Exercise prompt: Write out every line below again in full, but multiply each coordinate in the answers by 2 and round to whole numbers, with halves rounded up. Leave the pictures out.

[Lines from a pointing dataset]
+===+

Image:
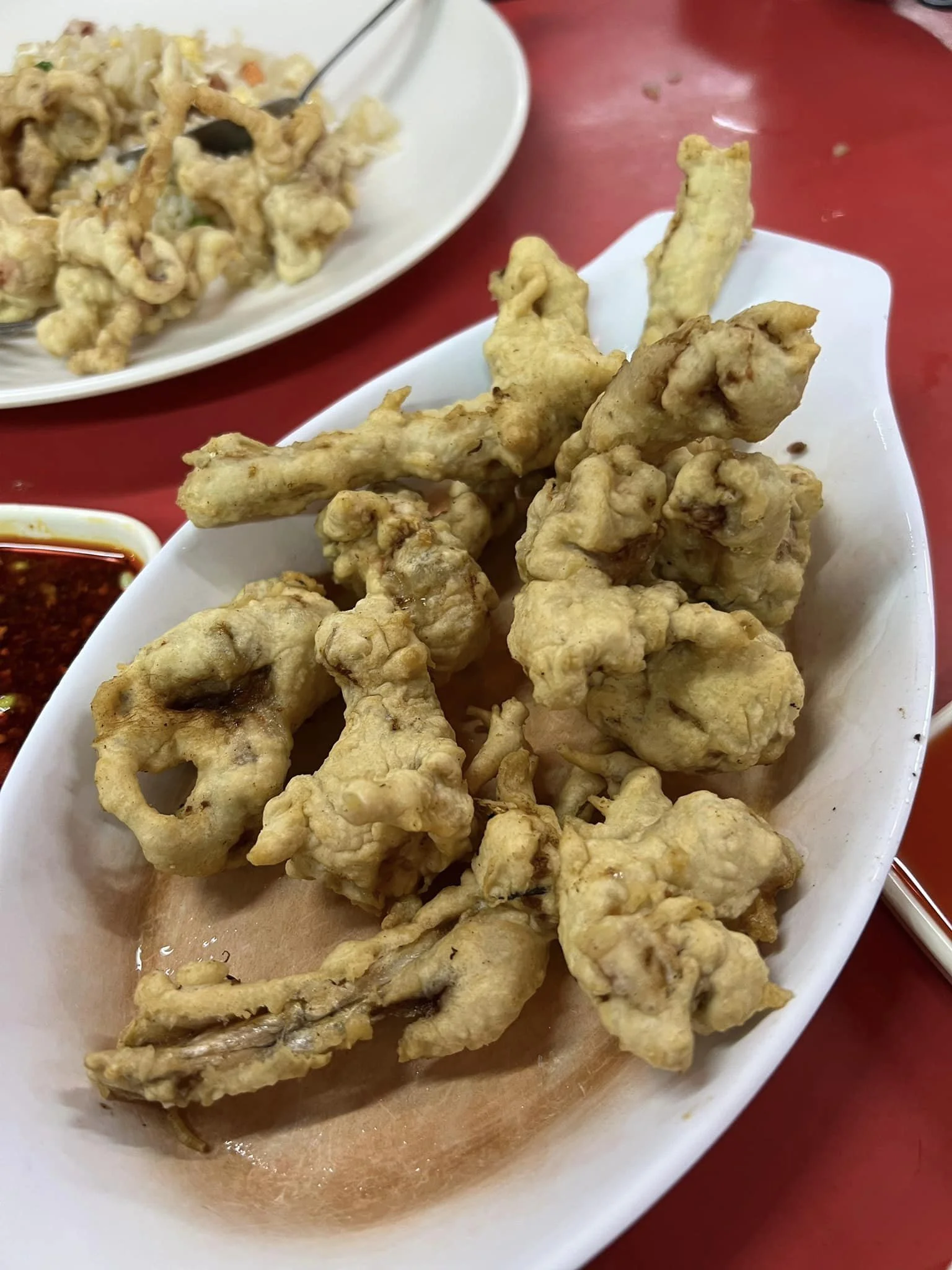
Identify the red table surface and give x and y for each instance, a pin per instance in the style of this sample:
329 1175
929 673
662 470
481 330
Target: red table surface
845 1157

+===+

The completed task:
Image:
Identify the red table surface and give x and y for each instance, a pin per instance in the style of this sample:
329 1175
929 673
662 470
481 330
Target: red table surface
1690 2314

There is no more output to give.